Source data ->
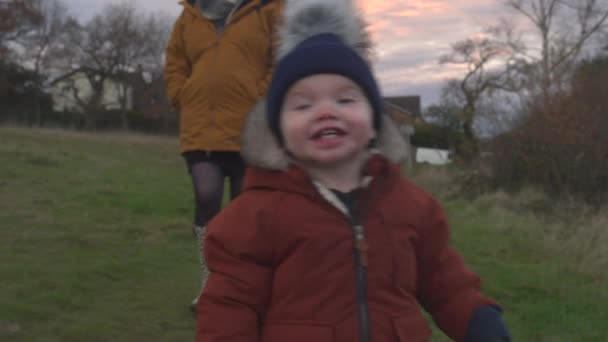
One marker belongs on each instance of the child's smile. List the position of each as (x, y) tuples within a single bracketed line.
[(326, 120)]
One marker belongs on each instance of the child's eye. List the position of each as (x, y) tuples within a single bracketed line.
[(303, 106), (346, 100)]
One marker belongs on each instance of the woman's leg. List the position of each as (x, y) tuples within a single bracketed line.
[(235, 170), (208, 184)]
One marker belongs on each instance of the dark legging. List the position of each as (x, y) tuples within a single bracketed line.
[(208, 171)]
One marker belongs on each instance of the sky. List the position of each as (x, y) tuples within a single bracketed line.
[(409, 36)]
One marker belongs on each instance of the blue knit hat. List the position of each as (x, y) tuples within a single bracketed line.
[(322, 53)]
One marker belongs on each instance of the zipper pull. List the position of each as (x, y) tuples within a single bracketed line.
[(361, 245)]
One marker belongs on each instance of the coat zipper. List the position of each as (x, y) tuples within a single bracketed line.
[(361, 262)]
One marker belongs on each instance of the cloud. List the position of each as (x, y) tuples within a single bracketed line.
[(409, 36), (409, 39)]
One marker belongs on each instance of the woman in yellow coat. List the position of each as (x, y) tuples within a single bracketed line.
[(219, 63)]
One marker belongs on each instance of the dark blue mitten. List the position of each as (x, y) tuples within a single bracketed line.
[(486, 325)]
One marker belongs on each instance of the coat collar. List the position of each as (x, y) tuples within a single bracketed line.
[(259, 147)]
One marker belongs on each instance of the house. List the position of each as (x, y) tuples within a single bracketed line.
[(137, 92), (70, 92), (405, 111)]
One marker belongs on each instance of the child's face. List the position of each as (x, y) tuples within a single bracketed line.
[(326, 120)]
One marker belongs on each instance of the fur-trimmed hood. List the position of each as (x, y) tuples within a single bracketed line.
[(302, 20), (260, 148)]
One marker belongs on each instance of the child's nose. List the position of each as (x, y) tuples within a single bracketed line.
[(326, 111)]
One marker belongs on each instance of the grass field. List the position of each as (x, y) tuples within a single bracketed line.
[(95, 245)]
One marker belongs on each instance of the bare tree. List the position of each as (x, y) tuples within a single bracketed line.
[(560, 45), (42, 44), (115, 45), (491, 65)]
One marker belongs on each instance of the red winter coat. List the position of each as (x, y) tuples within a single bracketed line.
[(282, 264)]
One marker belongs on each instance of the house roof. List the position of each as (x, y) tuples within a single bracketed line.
[(407, 104)]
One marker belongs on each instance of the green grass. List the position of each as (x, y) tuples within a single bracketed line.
[(95, 245)]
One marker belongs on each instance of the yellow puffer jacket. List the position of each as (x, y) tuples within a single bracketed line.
[(215, 79)]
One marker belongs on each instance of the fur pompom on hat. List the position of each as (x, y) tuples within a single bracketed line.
[(321, 37)]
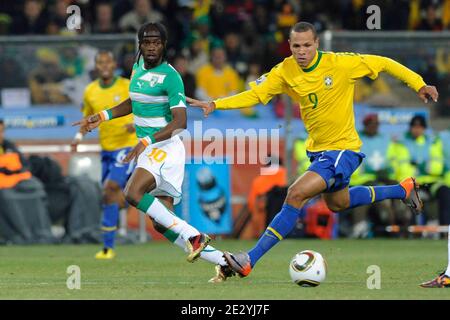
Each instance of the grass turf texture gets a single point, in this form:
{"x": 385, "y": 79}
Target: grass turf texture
{"x": 158, "y": 270}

Problem details ->
Do not include images; quote all of the entries above exactly.

Result ->
One marker belongs on each instance of the child's smile. List the position of each as (x, y) tuples within a single bracketed line.
[(326, 120)]
One marker belongs on each instance of the child's eye. List the position of each as (x, y) tuples within a single bracketed line.
[(303, 106), (346, 100)]
One marker belongs on each instance of the woman's leg. List the position of each as (x, y) tuples within a single bracketed line.
[(235, 170), (208, 184)]
One marker belongs on each instance of the dark legging. List the position of each as (x, y) tuples within a single bracketed line.
[(208, 171)]
One marker belongs on each instance of the sky. List the position of each as (x, y) tuples within a single bracketed line.
[(409, 36)]
One marker belongs on each instance of the blue knit hat. List the position of each as (x, y) tuples within a single bracketed line.
[(322, 53)]
One marker belongs on each instance of the zipper pull. List the position of each as (x, y) tuples within a single bracketed line.
[(361, 245)]
One marker belongs on each instance of the coat zipper. List the position of each as (x, y) tuples within a single bracketed line.
[(361, 262)]
One marker belongs on each instance of the cloud. List the position of each as (x, y) tuples within a single bracketed line.
[(409, 36), (409, 39)]
One marker belongs on each instance of the woman in yellow coat. List the position of each as (x, y) tuples within a single bracketed line.
[(219, 63)]
One marker belongs on each instance of the dark blue mitten. List the position of each as (x, y) tuples within a single bracketed line.
[(486, 325)]
One marker belongs on each instance of the coat collar. List the position of each as (x, y) tuples within a single bracketed line.
[(259, 147)]
One marker belongs on each instance of the house. List the position of each as (x, y) tuples within a single bracketed line.
[(137, 92), (70, 92), (405, 111)]
One marker belongs on each instance of the child's face. List the position of each as (x, y) tuples within a single bracketed line.
[(326, 120)]
One marker belongs on each instance of the fur-trimmed hood. List the position of each as (x, y) tuples within a single bracketed line.
[(302, 20), (260, 148)]
One marker belongs on each instance of the child's nose. List the position of each as (x, y) tuples within a single bracketed line.
[(326, 111)]
One marker belongs on each instance of the grass field. List the position of each as (x, y) tuples within a single bracketed line.
[(95, 245)]
One marker belongs on each instance of the bare tree. List the position of each as (x, y) tuples within a single bracketed line.
[(560, 45), (42, 44), (115, 45), (491, 65)]
One marker belongs on each instance of the red winter coat. List the position of each as (x, y) tuples within a single bracketed line.
[(282, 264)]
One marker belongs on each instance of the house roof. List the position of each as (x, y) tuples within a single bracketed line.
[(407, 104)]
One marker belongs on each instance of the green grass. List the position of each as (x, y) tuples within a single bracketed line.
[(95, 245)]
One marker belongs on each instance of the yellow puffer jacket. List the position of each as (x, y) tuples within a single bracketed line.
[(215, 79)]
One marker belongs on each instance of the fur pompom on hat. List the position of each as (x, y) tuples within a single bracketed line.
[(321, 37)]
Each instance of the grass turf texture gets a single point, in this form:
{"x": 385, "y": 79}
Target: grass turf texture
{"x": 158, "y": 270}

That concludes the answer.